§ ASSIGNMENT
From the line containing "the swan's head?" to the end of the listing, copy each line exactly and leave out all others.

§ EXCERPTED DATA
>>

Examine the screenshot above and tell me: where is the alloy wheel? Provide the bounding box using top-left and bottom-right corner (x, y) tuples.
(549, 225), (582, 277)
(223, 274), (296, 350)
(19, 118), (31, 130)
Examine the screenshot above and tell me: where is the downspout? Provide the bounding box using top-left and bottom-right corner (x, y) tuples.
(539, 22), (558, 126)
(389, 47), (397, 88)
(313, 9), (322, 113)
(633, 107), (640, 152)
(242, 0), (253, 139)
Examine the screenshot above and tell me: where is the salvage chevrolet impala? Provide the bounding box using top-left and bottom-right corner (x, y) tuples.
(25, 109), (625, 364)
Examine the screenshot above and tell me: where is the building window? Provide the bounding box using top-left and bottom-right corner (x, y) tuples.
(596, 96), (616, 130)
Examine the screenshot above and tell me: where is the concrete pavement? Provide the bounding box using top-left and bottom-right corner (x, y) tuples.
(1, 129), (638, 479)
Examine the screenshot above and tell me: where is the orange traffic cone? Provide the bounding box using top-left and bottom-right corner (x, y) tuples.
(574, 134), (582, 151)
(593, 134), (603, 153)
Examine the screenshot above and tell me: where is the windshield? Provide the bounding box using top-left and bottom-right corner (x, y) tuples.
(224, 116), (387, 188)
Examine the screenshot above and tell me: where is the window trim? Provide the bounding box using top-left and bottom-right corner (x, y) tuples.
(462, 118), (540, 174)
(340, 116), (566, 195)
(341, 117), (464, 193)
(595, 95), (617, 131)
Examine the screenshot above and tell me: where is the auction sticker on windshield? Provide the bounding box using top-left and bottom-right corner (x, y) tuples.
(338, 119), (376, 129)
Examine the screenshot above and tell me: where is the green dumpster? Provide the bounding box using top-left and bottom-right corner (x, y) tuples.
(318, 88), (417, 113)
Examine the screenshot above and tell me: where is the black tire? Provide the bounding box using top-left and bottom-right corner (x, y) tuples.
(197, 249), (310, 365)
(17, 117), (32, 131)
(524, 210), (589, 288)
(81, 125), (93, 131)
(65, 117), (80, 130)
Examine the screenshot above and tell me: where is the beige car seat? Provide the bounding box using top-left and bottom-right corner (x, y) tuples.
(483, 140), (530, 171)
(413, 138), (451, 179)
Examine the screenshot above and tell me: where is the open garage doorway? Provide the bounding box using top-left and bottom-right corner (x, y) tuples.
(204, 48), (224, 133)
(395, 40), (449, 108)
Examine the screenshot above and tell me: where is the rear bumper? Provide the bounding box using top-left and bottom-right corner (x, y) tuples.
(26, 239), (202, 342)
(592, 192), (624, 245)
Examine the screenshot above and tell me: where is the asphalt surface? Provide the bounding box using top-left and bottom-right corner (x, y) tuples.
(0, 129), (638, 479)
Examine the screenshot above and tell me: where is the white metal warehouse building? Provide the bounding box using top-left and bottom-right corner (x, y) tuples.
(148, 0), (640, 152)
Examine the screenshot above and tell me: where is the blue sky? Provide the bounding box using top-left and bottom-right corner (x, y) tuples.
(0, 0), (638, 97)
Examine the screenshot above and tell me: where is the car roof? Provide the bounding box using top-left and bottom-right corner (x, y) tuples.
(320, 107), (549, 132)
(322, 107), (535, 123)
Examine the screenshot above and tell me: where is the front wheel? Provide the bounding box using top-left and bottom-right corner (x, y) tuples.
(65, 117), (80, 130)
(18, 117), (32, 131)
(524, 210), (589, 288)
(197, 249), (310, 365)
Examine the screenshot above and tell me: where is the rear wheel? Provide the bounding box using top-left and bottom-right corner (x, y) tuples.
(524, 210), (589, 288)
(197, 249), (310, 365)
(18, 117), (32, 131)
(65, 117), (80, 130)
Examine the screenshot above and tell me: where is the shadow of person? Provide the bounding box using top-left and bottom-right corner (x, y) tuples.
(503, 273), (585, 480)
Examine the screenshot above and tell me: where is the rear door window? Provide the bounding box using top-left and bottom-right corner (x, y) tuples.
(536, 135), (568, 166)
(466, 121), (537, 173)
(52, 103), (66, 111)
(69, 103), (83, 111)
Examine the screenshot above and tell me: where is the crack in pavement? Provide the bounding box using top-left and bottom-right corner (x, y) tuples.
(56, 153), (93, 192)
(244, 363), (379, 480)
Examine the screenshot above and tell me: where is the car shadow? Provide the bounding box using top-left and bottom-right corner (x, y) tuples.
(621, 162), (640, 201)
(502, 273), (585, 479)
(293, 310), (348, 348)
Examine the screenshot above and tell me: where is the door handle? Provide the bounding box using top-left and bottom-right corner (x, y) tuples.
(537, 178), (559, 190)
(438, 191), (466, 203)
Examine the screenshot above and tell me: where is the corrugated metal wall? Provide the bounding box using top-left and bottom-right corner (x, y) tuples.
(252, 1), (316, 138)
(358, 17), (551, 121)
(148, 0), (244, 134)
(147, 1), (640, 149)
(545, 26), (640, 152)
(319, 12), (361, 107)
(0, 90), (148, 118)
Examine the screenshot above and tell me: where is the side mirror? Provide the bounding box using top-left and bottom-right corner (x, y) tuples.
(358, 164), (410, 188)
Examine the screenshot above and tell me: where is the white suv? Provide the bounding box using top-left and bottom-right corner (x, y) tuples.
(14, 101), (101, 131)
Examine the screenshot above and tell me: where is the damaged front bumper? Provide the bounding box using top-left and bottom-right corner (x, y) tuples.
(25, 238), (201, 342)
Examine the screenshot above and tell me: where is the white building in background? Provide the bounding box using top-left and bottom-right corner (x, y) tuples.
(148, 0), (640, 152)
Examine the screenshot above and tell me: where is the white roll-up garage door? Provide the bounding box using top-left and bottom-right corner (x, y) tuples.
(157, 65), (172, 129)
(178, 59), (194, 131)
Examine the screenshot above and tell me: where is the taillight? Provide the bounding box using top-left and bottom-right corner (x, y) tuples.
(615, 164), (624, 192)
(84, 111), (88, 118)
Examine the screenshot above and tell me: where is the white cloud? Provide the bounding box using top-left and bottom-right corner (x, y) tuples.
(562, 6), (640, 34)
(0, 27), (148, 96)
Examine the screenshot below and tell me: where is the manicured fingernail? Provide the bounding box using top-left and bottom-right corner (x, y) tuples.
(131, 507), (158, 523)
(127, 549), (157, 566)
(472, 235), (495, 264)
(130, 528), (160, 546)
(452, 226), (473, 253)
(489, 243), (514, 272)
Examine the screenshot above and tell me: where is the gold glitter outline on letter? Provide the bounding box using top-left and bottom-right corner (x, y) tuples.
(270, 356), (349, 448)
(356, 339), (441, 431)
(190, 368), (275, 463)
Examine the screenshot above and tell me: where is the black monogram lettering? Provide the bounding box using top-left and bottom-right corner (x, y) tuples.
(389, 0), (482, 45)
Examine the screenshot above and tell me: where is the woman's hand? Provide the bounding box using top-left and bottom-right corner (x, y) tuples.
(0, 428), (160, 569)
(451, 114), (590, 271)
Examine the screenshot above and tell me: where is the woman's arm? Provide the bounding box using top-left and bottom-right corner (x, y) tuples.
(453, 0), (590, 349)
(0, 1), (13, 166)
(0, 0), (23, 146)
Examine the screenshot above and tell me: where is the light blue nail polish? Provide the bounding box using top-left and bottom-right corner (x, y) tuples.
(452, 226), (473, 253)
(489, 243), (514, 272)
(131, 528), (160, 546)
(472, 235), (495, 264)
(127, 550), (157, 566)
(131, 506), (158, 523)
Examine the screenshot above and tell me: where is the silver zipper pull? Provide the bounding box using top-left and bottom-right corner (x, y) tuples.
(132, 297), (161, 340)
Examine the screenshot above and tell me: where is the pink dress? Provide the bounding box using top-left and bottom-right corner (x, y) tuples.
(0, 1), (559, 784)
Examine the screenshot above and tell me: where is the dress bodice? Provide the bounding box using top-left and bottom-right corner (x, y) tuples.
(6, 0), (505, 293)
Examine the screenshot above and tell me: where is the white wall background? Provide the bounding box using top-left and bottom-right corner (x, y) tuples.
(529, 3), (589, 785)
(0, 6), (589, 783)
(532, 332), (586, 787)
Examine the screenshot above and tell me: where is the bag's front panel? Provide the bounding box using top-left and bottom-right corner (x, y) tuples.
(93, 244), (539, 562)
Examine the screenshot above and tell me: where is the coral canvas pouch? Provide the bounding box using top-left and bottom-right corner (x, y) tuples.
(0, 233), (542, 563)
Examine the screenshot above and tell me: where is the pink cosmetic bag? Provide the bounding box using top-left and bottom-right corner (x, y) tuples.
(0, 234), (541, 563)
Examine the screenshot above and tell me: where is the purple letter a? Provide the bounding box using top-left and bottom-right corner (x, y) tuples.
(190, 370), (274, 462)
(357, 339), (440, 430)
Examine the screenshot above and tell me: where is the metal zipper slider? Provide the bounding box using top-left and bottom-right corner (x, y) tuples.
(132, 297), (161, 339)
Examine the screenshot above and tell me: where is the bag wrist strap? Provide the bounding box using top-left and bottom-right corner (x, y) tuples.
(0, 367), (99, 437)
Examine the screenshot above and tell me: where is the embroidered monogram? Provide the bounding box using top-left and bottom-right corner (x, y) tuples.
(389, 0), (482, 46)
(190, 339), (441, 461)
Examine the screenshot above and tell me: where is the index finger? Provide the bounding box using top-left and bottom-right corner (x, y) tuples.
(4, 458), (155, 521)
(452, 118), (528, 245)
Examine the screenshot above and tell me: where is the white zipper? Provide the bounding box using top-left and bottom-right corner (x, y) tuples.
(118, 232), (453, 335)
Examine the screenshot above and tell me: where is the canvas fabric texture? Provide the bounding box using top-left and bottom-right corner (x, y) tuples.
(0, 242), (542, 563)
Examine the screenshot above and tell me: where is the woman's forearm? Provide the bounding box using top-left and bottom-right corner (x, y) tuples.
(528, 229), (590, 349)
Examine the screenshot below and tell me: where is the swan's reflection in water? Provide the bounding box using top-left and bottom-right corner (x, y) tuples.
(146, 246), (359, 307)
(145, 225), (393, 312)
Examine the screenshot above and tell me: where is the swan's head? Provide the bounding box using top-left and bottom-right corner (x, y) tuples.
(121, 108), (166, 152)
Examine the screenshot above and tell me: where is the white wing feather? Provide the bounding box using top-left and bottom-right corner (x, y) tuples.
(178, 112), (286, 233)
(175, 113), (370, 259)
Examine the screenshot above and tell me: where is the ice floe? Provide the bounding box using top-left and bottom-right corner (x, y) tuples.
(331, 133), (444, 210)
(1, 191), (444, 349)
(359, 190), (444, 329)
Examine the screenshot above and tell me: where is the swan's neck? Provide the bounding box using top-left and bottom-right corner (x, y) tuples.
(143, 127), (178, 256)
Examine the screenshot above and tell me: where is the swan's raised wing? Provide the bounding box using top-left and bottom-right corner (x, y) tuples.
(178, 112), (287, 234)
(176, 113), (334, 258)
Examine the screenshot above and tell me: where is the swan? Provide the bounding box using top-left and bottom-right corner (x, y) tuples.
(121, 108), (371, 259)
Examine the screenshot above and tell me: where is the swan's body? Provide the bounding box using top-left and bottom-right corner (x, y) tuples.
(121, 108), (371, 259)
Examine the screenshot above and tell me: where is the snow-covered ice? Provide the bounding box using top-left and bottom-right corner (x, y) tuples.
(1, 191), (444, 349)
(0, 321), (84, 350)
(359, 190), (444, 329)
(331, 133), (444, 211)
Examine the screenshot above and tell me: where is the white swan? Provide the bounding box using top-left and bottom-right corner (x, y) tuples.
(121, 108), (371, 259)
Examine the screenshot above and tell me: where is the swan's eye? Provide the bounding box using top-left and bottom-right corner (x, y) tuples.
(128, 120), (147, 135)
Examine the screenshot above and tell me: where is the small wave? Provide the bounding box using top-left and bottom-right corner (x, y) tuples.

<<

§ RESPONSE TO THIS TASK
Examine the screenshot above and tell me: where is the swan's head? Provide the bounding box using top-left and bottom-right corner (x, y) tuples.
(121, 108), (166, 152)
Examine the screenshot above and tell me: where is the white wing feather? Provide the bounding box using top-left and bottom-right corner (x, y) tuples.
(178, 112), (286, 233)
(175, 113), (370, 259)
Examine the screenshot above and tell me: where is the ice floe? Provide the bounding box using top-left and bottom-right corner (x, y) tuples.
(331, 133), (444, 210)
(1, 191), (444, 349)
(359, 190), (444, 329)
Examine the screenshot above and tell me: where is the swan's neck? Provide the bounding box using top-left and bottom-right corner (x, y) tuples.
(143, 127), (178, 256)
Examine the screenshot above and tell me: where is the swan's raised wing? Provide the bounding box using top-left and bottom-right corner (x, y) tuples.
(178, 112), (287, 234)
(176, 113), (334, 258)
Examine the screenshot above and tell me: where is the swan? Provide the bounding box using top-left and bottom-right corner (x, y) tuples.
(121, 108), (371, 259)
Examine the screenshot above and tell me: where is the swan's body? Provide the bounding box using top-left and bottom-right corner (x, y) tuples.
(121, 108), (371, 259)
Examine the screenshot above and tell me: where is the snow-covered ice? Provide the bounding box using top-left and bottom-right corner (x, y) tuples.
(1, 191), (444, 349)
(0, 321), (84, 350)
(359, 190), (444, 329)
(331, 133), (444, 211)
Examine the screenshot above and tell me: where is the white swan? Provide the bounding box using top-left and bottom-right corner (x, y) tuples.
(121, 108), (371, 259)
Examine the screenshot above and tell me: where is the swan's eye? Provide the bounding box using top-left and bottom-right corner (x, y) tuples.
(128, 120), (147, 135)
Examine the screenshot above and tell me: where is the small wave? Provide the bounding box using top-left and bottom-right corner (x, y) tuples.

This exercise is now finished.